### Assignment
In the falafel recipe, how long should the mixed ingredients be refrigerated?

Falafels are a popular Middle-Eastern food made of chickpeas or fava beans, that is recognized and enjoyed worldwide. These ball-shaped and deep-fried fritters are full of flavour and protein, making them a great alternative to meat. Whether eaten in a pita pocket with fresh tomatoes and cucumber, or topped with salads, pickled vegetables, and tahini sauce, falafels make for one delicious meal. The great thing about making falafels at home is that it is fairly easy and you can make large batches, perfect for freezing and using as needed.
- 2 cups dried chickpeas, soaked in water overnight (DO NOT use canned chickpeas)
- 1 medium onion, minced
- 4 cloves of garlic, grated
- half cup parsley, minced
- 3 Tbsp ground flax seeds
- 1/2 tsp baking soda
- 2 tsp whole cumin seeds
- 1 1/2 tsp salt
- 1/2 tsp ground black pepper
- 1/2 tsp cayenne pepper (optional)
- 1 1/2 Tbsp lemon juice
- sesame seeds (optional)
- Completely drain the water from the chickpeas and pour them into your food processor. Grind the chickpeas into a smooth paste. The final mixture should resemble wet flour.
- Transfer the ground chickpea into a large bowl and then add all the other ingredients. Mix well until thoroughly combined.
- Cover and refrigerate for one hour. This allows time for the flavours to blend.

Point-per-instance localization data:
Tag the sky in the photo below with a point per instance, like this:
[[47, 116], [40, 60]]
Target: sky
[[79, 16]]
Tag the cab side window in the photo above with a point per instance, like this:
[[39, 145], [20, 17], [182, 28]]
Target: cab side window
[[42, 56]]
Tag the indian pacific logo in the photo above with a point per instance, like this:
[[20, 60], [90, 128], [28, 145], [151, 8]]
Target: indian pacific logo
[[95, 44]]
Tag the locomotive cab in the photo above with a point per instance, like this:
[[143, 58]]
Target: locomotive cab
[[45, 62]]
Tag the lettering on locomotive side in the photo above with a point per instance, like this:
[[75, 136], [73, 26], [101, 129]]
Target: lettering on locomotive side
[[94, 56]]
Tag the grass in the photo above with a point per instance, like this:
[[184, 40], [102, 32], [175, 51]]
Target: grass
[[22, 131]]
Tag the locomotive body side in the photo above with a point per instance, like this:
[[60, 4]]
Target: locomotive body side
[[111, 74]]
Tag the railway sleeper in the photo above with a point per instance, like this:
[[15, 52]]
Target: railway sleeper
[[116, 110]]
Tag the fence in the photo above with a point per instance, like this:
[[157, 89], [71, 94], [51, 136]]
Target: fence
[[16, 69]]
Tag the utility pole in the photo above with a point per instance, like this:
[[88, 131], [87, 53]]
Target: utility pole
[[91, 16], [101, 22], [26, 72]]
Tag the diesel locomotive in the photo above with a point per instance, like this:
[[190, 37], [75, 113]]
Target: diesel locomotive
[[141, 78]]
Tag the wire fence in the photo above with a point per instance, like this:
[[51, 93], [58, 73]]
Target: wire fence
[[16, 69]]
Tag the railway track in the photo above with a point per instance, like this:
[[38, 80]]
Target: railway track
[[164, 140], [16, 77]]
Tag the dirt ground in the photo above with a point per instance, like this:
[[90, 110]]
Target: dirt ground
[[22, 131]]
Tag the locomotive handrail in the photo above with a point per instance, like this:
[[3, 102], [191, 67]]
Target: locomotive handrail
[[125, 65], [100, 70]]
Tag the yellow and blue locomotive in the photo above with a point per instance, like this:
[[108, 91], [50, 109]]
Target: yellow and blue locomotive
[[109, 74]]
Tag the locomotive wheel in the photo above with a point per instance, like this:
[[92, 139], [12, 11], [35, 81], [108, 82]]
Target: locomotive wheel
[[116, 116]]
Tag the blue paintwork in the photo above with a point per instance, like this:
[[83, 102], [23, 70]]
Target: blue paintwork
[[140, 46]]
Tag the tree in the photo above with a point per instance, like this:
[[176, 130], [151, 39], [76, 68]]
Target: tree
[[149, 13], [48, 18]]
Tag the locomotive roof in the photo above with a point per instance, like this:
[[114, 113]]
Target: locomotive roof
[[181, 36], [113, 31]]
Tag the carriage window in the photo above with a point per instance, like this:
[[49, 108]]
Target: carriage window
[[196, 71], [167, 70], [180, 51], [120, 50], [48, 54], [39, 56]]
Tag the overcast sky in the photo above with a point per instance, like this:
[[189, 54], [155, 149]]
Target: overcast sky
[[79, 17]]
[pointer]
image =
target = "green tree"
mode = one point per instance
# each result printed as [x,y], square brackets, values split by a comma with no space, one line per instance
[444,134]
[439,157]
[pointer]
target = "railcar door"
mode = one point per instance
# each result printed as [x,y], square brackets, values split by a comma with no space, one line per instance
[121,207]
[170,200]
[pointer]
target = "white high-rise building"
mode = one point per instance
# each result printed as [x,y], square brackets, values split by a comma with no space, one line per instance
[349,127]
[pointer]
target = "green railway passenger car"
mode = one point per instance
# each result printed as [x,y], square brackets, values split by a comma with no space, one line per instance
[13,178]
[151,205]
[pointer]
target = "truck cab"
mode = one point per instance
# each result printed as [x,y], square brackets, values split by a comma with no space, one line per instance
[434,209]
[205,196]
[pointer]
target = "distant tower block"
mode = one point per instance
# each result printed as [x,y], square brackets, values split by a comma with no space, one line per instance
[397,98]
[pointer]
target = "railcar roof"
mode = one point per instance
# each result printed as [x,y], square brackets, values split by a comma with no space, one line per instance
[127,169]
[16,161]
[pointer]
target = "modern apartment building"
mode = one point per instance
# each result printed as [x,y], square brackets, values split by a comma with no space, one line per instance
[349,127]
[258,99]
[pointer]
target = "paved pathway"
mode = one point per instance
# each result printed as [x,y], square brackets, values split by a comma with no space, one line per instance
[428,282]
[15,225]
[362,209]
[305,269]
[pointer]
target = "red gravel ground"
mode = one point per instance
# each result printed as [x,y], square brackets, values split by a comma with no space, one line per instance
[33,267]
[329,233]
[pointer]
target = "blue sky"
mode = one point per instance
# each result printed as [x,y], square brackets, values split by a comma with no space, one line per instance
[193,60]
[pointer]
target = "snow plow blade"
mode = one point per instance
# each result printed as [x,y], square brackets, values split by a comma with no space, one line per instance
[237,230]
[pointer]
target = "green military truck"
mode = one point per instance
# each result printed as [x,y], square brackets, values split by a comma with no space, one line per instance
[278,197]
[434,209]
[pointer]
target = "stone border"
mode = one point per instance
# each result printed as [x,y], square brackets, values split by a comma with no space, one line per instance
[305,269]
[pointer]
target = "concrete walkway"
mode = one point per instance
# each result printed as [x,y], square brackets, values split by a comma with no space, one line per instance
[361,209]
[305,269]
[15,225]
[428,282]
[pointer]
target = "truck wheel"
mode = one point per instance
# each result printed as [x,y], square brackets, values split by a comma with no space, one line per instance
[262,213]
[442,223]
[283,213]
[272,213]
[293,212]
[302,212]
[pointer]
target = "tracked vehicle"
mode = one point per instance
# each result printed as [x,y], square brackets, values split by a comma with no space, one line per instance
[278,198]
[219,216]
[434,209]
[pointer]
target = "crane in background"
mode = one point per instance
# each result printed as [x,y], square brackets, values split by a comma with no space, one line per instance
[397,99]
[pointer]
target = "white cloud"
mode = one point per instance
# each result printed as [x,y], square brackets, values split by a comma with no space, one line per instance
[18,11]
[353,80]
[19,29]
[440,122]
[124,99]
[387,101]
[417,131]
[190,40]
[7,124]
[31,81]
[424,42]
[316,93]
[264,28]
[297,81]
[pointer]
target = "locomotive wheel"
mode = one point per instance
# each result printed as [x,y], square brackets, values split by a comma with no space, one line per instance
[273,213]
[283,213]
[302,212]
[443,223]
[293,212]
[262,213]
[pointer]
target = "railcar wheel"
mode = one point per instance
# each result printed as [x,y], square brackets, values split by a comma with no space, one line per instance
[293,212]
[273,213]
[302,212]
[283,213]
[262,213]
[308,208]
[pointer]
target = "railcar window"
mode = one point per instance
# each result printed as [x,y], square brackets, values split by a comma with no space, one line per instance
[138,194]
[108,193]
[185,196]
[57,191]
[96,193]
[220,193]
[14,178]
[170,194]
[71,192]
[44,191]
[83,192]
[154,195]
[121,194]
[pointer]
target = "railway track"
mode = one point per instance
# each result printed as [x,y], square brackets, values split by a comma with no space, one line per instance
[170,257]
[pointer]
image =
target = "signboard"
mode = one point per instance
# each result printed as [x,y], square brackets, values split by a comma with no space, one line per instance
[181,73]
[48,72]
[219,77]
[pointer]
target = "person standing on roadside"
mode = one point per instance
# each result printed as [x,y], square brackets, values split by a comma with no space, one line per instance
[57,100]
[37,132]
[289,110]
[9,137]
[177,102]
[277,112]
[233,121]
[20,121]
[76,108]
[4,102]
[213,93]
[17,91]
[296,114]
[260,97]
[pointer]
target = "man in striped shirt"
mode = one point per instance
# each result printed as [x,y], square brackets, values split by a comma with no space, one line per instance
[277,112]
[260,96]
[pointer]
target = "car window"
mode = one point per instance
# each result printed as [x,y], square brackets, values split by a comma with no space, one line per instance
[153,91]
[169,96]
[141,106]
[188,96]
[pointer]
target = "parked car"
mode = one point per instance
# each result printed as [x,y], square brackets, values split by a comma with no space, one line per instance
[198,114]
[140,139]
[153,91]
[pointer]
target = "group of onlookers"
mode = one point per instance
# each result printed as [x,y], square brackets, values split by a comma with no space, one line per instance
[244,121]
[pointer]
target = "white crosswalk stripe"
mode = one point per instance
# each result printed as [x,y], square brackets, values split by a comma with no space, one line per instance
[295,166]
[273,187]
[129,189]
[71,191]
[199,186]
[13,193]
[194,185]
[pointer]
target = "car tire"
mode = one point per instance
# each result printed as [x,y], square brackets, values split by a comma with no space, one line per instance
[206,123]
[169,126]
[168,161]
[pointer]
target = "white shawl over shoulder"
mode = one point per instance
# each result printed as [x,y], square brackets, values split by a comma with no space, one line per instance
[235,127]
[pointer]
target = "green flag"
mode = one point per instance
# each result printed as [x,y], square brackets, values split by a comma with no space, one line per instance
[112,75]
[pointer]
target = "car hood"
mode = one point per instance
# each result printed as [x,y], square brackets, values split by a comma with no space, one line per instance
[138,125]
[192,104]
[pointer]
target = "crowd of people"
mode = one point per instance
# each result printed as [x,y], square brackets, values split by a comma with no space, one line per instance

### Solution below
One hour.